** WHAT TO DO **
Could the lines from the one with "Mark a point on each instance of the wooden door" through the end of the listing be restated exactly, with nothing else included?

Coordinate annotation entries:
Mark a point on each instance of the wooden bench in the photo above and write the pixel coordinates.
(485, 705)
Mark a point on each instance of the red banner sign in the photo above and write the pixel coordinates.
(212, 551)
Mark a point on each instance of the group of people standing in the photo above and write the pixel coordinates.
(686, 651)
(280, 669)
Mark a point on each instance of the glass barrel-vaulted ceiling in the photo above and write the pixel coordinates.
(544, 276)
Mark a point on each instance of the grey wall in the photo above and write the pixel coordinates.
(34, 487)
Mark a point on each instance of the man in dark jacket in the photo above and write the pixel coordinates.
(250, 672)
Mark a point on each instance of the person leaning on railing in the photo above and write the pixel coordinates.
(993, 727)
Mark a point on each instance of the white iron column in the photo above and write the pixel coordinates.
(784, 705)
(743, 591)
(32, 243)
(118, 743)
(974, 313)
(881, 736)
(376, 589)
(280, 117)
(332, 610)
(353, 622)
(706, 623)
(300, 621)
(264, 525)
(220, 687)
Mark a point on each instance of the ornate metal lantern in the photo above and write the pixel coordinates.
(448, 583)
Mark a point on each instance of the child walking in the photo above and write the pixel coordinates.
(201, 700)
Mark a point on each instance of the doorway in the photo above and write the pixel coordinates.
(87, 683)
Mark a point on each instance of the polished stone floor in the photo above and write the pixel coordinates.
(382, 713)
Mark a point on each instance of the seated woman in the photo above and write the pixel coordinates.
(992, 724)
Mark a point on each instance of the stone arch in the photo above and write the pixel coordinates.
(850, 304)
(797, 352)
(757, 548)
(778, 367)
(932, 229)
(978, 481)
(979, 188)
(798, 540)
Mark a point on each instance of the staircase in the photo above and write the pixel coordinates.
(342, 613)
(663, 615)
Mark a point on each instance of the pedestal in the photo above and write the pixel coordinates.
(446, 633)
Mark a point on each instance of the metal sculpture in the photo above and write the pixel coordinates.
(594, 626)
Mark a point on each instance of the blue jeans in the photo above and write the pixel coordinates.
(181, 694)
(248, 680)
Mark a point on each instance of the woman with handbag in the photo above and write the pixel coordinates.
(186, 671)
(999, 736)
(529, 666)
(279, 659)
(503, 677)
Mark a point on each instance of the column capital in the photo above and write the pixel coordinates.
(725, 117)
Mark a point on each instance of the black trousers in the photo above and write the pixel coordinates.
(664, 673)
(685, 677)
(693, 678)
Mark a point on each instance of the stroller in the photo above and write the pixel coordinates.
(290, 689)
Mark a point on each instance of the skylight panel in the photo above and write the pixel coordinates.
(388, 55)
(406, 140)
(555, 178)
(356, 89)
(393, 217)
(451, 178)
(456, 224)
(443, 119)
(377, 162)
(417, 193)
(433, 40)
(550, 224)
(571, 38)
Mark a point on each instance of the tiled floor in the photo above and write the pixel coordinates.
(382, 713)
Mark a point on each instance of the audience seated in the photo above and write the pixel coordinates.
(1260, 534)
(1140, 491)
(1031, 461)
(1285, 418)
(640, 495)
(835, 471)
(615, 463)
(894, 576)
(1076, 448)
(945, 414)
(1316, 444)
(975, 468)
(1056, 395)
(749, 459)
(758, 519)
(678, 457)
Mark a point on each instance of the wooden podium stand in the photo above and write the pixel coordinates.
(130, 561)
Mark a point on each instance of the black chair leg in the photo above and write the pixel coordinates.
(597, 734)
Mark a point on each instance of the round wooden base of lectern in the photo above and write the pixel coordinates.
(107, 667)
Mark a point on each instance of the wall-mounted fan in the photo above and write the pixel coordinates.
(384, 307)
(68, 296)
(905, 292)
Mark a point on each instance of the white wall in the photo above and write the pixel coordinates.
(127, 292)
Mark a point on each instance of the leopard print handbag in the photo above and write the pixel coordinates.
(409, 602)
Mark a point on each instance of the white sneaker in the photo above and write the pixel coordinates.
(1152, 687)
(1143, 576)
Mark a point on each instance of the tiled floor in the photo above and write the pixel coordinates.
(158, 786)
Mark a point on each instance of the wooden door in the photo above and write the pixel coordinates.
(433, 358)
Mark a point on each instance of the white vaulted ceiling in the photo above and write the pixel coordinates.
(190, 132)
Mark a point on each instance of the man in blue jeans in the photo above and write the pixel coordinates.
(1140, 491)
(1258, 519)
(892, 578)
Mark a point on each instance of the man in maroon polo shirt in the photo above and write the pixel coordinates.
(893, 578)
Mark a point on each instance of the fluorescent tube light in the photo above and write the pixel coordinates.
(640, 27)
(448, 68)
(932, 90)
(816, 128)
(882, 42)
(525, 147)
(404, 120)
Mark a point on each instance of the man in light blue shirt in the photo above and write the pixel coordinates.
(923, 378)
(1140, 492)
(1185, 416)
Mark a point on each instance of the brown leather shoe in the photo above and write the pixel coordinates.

** SOLUTION FOR THIS EXERCISE **
Mark a point on each instance of the wooden door in the photo above and write the pixel coordinates.
(433, 358)
Mark a point on each instance of the white vaulted ceiling in the photo above and write the pixel coordinates.
(190, 132)
Mark a point on each instance of the man in blue jeans in the photo above and write the pixel coordinates.
(1140, 491)
(1258, 519)
(892, 578)
Mark a point on each instance of the man in maroon polo shirt in the photo above and write the pixel coordinates.
(893, 578)
Mark a point on each instance of the fluorescent tube light in the photo above and write the pixel coordinates.
(640, 27)
(448, 68)
(932, 90)
(816, 128)
(882, 42)
(525, 147)
(404, 120)
Mark a point on each instance of the man in light blue shirt in the photo above and write the pixel coordinates.
(923, 378)
(1140, 492)
(1185, 416)
Mark a point on each instance of the brown leather shoe in the photo above and write the pixel coordinates.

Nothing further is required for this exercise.